EXCERPTED RECORDS below:

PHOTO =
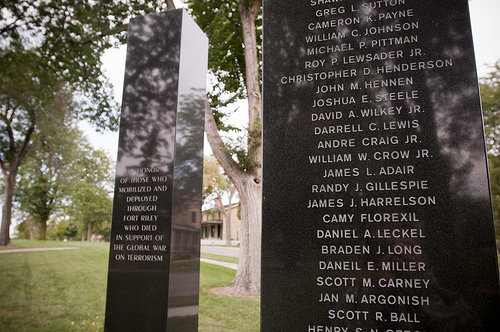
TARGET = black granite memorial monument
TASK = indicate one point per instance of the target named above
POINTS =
(376, 203)
(153, 280)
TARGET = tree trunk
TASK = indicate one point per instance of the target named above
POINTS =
(228, 217)
(43, 230)
(89, 230)
(7, 208)
(247, 182)
(247, 279)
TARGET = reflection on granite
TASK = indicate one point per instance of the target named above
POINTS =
(153, 278)
(376, 212)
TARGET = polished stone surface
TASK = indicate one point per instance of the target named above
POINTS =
(376, 205)
(153, 279)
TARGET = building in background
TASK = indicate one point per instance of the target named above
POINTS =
(214, 223)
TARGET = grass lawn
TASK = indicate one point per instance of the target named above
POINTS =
(228, 259)
(66, 291)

End of EXCERPTED RECORDS.

_YOUR INSTRUCTIONS_
Pictures are to be left out; the records above must be repeated word for word.

_OUTPUT OF THE EXERCISE_
PHOTO =
TARGET = black granite memorial monument
TASK = indicate one point per instance of the target named above
POINTS =
(376, 203)
(153, 280)
TARGET = tree trunk
TASK = indicate one point per instance of the target named above
POINTS =
(228, 217)
(43, 230)
(89, 230)
(7, 208)
(247, 182)
(247, 279)
TARGET = reflection on granite
TASK = indicate one point per instance of the target named above
POINTS =
(153, 278)
(376, 212)
TARGET = polished stone surface
TASK = indicate one point per instance of the target named above
POINTS =
(376, 205)
(153, 279)
TARGET = building in background
TASK = indicate one point per instance of the target named above
POINTS =
(214, 223)
TARGET = grass lawn
TASK = indicate one point per instance of the target named above
POINTS =
(228, 259)
(66, 291)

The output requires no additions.